Type out the lines below exactly, pictures excluded.
+++ Supplied data +++
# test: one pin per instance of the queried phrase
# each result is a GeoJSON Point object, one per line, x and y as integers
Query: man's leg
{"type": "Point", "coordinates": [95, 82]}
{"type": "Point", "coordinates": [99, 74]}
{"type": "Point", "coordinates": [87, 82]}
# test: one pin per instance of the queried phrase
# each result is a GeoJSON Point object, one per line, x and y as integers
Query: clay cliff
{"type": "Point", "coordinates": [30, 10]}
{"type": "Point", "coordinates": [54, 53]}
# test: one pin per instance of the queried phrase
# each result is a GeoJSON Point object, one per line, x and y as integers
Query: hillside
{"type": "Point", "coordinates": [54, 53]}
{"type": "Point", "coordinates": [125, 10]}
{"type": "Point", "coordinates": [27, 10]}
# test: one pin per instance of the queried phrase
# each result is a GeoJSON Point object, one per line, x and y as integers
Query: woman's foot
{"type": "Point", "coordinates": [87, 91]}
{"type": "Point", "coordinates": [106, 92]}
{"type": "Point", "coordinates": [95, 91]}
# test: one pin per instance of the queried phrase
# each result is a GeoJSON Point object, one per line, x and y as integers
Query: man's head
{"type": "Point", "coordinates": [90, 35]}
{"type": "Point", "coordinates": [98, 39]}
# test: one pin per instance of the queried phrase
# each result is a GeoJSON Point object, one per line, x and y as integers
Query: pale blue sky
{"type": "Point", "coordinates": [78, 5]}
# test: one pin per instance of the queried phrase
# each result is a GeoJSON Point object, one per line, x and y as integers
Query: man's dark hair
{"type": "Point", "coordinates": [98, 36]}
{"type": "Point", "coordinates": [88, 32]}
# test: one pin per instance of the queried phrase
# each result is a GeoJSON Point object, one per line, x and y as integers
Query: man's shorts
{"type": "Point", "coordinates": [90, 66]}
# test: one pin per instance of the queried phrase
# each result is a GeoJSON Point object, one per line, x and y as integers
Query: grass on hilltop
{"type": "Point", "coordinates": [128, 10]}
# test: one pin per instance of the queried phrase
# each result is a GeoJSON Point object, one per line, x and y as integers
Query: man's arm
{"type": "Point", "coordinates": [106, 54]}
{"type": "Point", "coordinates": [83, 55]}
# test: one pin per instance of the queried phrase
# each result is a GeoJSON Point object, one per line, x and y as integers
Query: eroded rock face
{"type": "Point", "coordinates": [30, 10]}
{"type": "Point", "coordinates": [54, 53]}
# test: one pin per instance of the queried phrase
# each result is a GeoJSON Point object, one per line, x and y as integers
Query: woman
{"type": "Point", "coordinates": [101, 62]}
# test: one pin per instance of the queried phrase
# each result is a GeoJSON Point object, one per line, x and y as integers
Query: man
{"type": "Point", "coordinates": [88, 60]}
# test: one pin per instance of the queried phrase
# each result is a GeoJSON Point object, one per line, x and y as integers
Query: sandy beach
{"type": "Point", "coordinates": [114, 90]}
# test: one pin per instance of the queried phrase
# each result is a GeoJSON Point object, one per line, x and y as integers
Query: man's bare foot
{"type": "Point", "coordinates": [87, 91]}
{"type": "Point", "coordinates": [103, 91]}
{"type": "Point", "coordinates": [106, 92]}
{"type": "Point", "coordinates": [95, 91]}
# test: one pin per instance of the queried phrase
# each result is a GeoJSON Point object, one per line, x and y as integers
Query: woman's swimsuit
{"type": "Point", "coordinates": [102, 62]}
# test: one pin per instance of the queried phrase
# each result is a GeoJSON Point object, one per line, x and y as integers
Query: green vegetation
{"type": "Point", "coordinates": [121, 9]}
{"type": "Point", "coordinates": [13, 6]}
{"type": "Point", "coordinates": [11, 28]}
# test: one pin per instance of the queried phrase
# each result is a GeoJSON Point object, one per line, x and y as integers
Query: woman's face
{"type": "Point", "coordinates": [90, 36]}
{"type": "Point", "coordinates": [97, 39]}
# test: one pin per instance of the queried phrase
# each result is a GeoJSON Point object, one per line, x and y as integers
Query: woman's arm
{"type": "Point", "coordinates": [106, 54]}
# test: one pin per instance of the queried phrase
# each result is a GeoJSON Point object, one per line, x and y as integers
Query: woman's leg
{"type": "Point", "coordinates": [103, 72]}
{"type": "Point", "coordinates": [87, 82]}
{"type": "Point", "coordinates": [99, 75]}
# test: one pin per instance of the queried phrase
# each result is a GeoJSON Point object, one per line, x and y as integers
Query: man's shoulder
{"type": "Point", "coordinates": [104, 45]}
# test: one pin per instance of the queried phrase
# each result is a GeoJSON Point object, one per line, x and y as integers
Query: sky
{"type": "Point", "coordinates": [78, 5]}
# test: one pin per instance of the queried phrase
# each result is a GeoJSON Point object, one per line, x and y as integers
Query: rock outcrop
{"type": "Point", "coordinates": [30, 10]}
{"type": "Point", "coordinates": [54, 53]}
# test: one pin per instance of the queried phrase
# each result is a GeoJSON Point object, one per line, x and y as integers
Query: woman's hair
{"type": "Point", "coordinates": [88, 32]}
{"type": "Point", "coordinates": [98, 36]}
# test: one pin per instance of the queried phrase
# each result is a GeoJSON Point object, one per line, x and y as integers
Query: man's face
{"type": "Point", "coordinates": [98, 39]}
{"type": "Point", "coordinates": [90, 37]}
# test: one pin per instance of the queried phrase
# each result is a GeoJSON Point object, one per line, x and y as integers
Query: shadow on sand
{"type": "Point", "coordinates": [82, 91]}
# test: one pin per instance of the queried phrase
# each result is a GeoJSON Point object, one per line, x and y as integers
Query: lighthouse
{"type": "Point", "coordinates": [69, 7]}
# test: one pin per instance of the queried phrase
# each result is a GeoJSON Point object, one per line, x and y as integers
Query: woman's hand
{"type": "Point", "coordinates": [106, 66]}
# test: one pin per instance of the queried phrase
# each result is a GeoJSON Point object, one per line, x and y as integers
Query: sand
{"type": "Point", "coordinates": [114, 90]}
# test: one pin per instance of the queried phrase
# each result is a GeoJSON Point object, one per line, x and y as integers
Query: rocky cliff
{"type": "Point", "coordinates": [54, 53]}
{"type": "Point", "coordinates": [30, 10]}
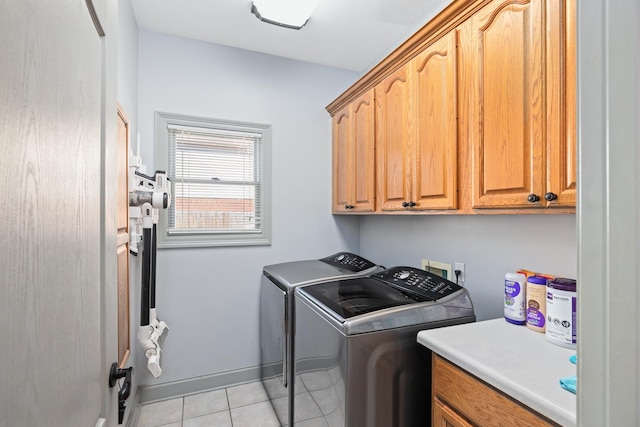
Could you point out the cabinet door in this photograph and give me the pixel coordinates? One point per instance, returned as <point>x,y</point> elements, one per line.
<point>392,141</point>
<point>561,101</point>
<point>363,164</point>
<point>443,416</point>
<point>354,156</point>
<point>435,136</point>
<point>342,156</point>
<point>502,51</point>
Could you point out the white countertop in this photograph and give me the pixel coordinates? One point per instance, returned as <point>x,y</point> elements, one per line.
<point>514,359</point>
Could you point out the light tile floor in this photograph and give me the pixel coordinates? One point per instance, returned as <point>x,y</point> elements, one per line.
<point>245,405</point>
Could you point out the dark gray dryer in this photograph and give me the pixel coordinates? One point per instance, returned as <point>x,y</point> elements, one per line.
<point>277,315</point>
<point>357,359</point>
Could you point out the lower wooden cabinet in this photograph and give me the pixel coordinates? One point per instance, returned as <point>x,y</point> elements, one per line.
<point>462,400</point>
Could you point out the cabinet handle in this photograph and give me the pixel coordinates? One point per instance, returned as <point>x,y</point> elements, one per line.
<point>533,198</point>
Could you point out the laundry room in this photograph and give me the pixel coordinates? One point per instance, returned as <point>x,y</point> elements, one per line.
<point>215,290</point>
<point>320,308</point>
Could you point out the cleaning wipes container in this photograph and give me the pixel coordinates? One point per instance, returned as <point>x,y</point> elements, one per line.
<point>536,303</point>
<point>561,312</point>
<point>514,298</point>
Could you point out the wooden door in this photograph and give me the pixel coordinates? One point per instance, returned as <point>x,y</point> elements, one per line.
+++
-- Solved exercise --
# test: one pin per instance of the queried phrase
# each result is a GeoJSON Point object, one per line, x and y as integers
Query: man's leg
{"type": "Point", "coordinates": [95, 82]}
{"type": "Point", "coordinates": [99, 74]}
{"type": "Point", "coordinates": [87, 82]}
# test: one pin per instance of the queried phrase
# each result is a GeoJSON Point object, one per line, x and y as integers
Query: clay cliff
{"type": "Point", "coordinates": [30, 10]}
{"type": "Point", "coordinates": [54, 53]}
# test: one pin per instance of the queried phrase
# each result is a GeoJSON Point object, one per line, x and y as integers
Query: hillside
{"type": "Point", "coordinates": [54, 53]}
{"type": "Point", "coordinates": [125, 10]}
{"type": "Point", "coordinates": [27, 10]}
# test: one pin per instance of the queried phrase
# each result is a GeoJSON Point object, one per line, x and y as integers
Query: woman's foot
{"type": "Point", "coordinates": [87, 91]}
{"type": "Point", "coordinates": [106, 92]}
{"type": "Point", "coordinates": [95, 91]}
# test: one pin per instance of the queried phrase
# each result is a GeoJSON Point object, one per line, x and y as integers
Query: man's head
{"type": "Point", "coordinates": [90, 35]}
{"type": "Point", "coordinates": [98, 39]}
# test: one pin per instance of the queried phrase
# each result is a GeoJSON Point object, one per line, x and y as integers
Query: pale blue sky
{"type": "Point", "coordinates": [78, 5]}
# test: one pin per instance of the queried phrase
# each result is a GeoJSON Point object, one per line, x and y as integers
Query: man's dark hair
{"type": "Point", "coordinates": [98, 36]}
{"type": "Point", "coordinates": [88, 32]}
# test: one pin per instance of the queried phrase
# each result is a GeoJSON Point object, one per line, x and y as integers
Query: man's shorts
{"type": "Point", "coordinates": [90, 66]}
# test: one pin per instance of the queried phrase
# each result is a GeoJSON Point object, one per line, x and y as integers
Query: grass on hilltop
{"type": "Point", "coordinates": [128, 10]}
# test: one pin per instance of the queried phrase
# each result is a GeoJSON Point object, one per line, x and y as integers
Query: man's arm
{"type": "Point", "coordinates": [106, 54]}
{"type": "Point", "coordinates": [83, 55]}
# test: one pin per instance of the queried phrase
# each result is a GeoJSON Point object, one per line, x and y as integers
Query: eroded rock face
{"type": "Point", "coordinates": [30, 10]}
{"type": "Point", "coordinates": [54, 53]}
# test: one pin per instance of the queried phrase
# each result is a GeoJSON Point object, one per line, x and y as integers
Query: woman
{"type": "Point", "coordinates": [101, 62]}
# test: one pin per instance of the queried phrase
# each result is a GeoJSON Point object, one per line, x and y as integers
Query: man
{"type": "Point", "coordinates": [88, 60]}
# test: one pin per instance of the queried phrase
# each result is a GeoJSON Point object, one per line, x and y as integers
Query: sandy beach
{"type": "Point", "coordinates": [114, 90]}
# test: one pin per instance of the queried phrase
# each result is a GeoJSON Point object, one per line, x and y as integers
Query: man's bare foot
{"type": "Point", "coordinates": [87, 91]}
{"type": "Point", "coordinates": [103, 91]}
{"type": "Point", "coordinates": [106, 92]}
{"type": "Point", "coordinates": [95, 91]}
# test: one pin per instance of the queried phrase
# each result is a GeoJSON Point object, one per line, x and y as integers
Query: woman's swimsuit
{"type": "Point", "coordinates": [102, 62]}
# test: one pin per instance of the queried phrase
# each result is a GeoJSON Point object, one per line, x and y as integers
Query: green vegetation
{"type": "Point", "coordinates": [121, 9]}
{"type": "Point", "coordinates": [13, 6]}
{"type": "Point", "coordinates": [11, 28]}
# test: one pin per instance of the queried phrase
# each result is a GeoJSON Point object, one per line, x and y as integers
Query: woman's face
{"type": "Point", "coordinates": [90, 36]}
{"type": "Point", "coordinates": [97, 39]}
# test: one pin per instance of the queried phrase
# each result is a GeoJSON Point object, one per line, x and y as integers
Query: woman's arm
{"type": "Point", "coordinates": [106, 54]}
# test: one pin per instance of the queried phrase
# each result is a GeoJSON Point object, one per line, x and y as integers
Query: woman's leg
{"type": "Point", "coordinates": [103, 72]}
{"type": "Point", "coordinates": [87, 82]}
{"type": "Point", "coordinates": [99, 75]}
# test: one pin per instance of the queried phrase
# each result is a GeoJSON Point object, one per line, x and y as integers
Query: man's shoulder
{"type": "Point", "coordinates": [104, 45]}
# test: one pin per instance of the queried phrase
# each result is a GeoJSON Point object, one per line, x and y as integers
Query: sky
{"type": "Point", "coordinates": [78, 5]}
# test: one pin per instance of the queried phrase
# each result is a GeoJSON Point object, one per line, x and y as integers
Query: rock outcrop
{"type": "Point", "coordinates": [30, 10]}
{"type": "Point", "coordinates": [54, 53]}
# test: one pin per instance of the queried phrase
# each result is a GeoJSON Point object, one per line, x and y as integers
Query: woman's hair
{"type": "Point", "coordinates": [88, 32]}
{"type": "Point", "coordinates": [98, 36]}
# test: one pin per instance of the queried phrase
# each result is a GeoJSON Point object, one per line, x and y as integers
Query: man's face
{"type": "Point", "coordinates": [98, 39]}
{"type": "Point", "coordinates": [90, 37]}
# test: one pin per instance of the queried phrase
# each result is a GeoJSON Point object, one per line, x and y as integers
Query: shadow on sand
{"type": "Point", "coordinates": [82, 91]}
# test: one pin per instance of the queried phrase
# each result is a GeoJSON Point object, one per line, x and y as integers
Query: lighthouse
{"type": "Point", "coordinates": [69, 7]}
# test: one pin per instance of the queried phrase
# each result is a GeoJSON Point object, one per line, x and y as integers
Query: woman's hand
{"type": "Point", "coordinates": [106, 66]}
# test: one pin per instance of the queried phrase
# each result is a GeoJSON Point object, one per line, x and y as integers
Query: sand
{"type": "Point", "coordinates": [114, 90]}
# test: one pin per instance of the queried phrase
# each result is a GeoJSON Point object, one per line, x and y as integers
Query: rocky cliff
{"type": "Point", "coordinates": [54, 53]}
{"type": "Point", "coordinates": [30, 10]}
Could you point out the cabinet door in this photograph and give me the pixel coordinates? One point per instance, returned as <point>x,y</point> elements, one per line.
<point>392,141</point>
<point>561,101</point>
<point>363,164</point>
<point>443,416</point>
<point>354,156</point>
<point>435,136</point>
<point>342,156</point>
<point>502,51</point>
Could you point out the white countertop in this photograph and give me the pixel coordinates? One point per instance, returned as <point>x,y</point> elements, one per line.
<point>514,359</point>
Could you point out the light tile floor in this photograph and give me the pixel coordinates? One point per instance, returned as <point>x,y</point> elements, one per line.
<point>245,405</point>
Could you point out the dark gray dryer in this photograph and give me the pixel coordinates? One point per instance, returned as <point>x,y</point> elements, one per line.
<point>277,315</point>
<point>357,359</point>
Could you point out the lower wooden cabinet in this photograph and give me the pixel coordinates? One point per instance, returned as <point>x,y</point> elements, one per line.
<point>462,400</point>
Could you point out the cabinet handle in this photograph and give me the pixel coordinates? One point per instance, returned as <point>x,y</point> elements, one per line.
<point>533,198</point>
Could you point out the laundry room in this photograph and give me the pixel coordinates? One point per instance, returned as <point>x,y</point> elements, one per line.
<point>215,290</point>
<point>320,308</point>
Could you point out the cleaning wipes container in this photograph and give me the pixel coordinates? One point per instance, returned as <point>x,y</point> elements, one per line.
<point>536,303</point>
<point>561,312</point>
<point>514,298</point>
Could you point out the wooden door in this photograph and give me the pixel coordinates? One point per instance, returned as <point>x,y</point> elements, one per line.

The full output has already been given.